____ Supplied records

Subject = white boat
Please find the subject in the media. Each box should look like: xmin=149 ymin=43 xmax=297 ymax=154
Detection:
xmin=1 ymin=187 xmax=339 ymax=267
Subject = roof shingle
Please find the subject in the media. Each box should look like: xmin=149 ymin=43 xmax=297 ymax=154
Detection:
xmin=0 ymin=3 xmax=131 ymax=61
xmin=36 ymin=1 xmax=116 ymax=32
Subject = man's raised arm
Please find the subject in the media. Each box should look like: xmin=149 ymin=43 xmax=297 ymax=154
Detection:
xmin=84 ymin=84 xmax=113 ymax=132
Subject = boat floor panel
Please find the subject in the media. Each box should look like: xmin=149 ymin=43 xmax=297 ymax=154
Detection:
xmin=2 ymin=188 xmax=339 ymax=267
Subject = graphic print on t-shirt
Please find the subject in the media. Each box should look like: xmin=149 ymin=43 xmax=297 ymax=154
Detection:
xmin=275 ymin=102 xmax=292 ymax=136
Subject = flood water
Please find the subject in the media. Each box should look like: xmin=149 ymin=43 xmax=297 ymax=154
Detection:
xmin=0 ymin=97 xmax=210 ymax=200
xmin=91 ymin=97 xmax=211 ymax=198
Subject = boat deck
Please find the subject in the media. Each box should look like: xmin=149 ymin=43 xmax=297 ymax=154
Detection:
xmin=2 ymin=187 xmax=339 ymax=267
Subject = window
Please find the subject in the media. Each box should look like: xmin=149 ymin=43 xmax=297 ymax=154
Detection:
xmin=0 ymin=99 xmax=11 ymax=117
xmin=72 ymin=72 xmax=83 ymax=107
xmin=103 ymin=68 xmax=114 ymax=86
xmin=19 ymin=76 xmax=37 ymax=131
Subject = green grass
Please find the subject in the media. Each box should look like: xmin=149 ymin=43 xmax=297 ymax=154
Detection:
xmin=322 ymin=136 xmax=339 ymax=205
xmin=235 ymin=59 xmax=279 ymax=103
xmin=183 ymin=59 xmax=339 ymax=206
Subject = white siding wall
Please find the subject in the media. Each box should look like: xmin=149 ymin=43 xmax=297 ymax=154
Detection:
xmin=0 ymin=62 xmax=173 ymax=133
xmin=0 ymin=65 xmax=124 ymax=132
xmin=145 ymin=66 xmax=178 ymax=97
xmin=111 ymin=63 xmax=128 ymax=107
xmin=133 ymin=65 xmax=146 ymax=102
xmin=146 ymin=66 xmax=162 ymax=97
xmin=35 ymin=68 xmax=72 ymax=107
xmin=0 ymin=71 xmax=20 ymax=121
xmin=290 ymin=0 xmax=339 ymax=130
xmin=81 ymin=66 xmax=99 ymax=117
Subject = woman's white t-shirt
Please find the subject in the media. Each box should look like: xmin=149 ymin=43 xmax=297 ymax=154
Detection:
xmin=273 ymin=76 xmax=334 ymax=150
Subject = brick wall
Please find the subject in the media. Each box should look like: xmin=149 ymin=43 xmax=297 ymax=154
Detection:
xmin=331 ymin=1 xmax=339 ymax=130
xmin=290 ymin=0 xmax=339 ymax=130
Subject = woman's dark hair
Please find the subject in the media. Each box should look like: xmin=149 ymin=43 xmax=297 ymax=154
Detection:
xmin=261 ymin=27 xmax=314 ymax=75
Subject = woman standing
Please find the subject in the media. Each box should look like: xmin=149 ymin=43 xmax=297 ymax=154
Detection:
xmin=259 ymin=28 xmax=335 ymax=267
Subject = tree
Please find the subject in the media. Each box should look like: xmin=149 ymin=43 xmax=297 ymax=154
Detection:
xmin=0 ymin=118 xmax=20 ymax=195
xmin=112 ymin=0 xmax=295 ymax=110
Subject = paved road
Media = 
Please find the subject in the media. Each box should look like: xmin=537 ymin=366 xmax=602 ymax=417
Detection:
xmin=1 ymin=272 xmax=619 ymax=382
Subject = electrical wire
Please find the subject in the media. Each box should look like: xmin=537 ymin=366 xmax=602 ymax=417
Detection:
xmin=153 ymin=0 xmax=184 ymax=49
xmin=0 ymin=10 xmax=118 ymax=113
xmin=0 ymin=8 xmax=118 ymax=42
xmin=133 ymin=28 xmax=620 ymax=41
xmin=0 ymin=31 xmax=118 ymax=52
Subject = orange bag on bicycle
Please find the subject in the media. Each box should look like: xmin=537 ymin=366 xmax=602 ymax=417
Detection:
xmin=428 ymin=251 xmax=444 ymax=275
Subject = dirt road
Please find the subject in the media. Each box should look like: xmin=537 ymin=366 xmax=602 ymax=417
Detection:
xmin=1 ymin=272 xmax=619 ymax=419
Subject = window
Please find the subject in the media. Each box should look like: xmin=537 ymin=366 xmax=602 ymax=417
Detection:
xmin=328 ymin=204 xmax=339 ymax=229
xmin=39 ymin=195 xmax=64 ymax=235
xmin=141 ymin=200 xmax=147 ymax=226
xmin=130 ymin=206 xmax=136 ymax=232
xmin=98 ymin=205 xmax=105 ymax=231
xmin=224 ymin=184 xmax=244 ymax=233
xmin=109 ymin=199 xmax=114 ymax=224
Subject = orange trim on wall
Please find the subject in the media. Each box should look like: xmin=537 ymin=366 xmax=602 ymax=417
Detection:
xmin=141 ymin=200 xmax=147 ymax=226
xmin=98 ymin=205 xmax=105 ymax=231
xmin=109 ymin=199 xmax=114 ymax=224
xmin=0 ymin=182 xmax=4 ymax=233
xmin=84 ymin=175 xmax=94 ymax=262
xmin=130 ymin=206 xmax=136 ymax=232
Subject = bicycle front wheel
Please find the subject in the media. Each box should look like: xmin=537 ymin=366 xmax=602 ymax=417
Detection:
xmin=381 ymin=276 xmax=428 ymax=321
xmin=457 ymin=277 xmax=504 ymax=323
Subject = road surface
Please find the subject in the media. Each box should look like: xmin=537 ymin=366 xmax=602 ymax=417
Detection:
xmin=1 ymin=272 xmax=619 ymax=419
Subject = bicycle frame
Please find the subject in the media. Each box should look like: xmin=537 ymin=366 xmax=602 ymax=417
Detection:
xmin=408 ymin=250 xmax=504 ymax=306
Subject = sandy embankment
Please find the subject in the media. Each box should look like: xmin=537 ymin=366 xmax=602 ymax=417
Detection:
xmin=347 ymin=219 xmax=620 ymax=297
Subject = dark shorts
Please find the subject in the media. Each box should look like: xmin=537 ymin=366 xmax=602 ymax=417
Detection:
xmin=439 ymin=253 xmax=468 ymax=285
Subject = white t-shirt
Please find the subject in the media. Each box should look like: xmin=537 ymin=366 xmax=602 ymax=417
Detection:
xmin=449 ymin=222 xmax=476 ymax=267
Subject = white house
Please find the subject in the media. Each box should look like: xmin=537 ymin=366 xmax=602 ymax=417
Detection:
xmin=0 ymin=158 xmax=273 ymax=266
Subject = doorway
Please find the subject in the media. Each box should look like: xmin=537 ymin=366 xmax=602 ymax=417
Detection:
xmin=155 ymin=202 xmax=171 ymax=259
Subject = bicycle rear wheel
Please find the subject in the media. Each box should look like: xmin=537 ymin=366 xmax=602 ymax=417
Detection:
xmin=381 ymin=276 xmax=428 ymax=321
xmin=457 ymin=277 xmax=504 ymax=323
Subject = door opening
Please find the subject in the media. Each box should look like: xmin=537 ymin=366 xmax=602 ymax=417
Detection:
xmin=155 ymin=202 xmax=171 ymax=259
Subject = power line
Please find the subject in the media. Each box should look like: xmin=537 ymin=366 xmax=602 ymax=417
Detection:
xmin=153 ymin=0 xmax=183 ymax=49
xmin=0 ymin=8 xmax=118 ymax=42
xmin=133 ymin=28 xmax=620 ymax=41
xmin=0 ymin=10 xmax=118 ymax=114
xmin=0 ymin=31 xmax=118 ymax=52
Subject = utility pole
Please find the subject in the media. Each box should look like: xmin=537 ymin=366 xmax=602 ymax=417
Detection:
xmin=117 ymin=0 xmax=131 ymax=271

________

Show all lines above that contain "road".

Subject = paved road
Subject = dirt road
Subject = road surface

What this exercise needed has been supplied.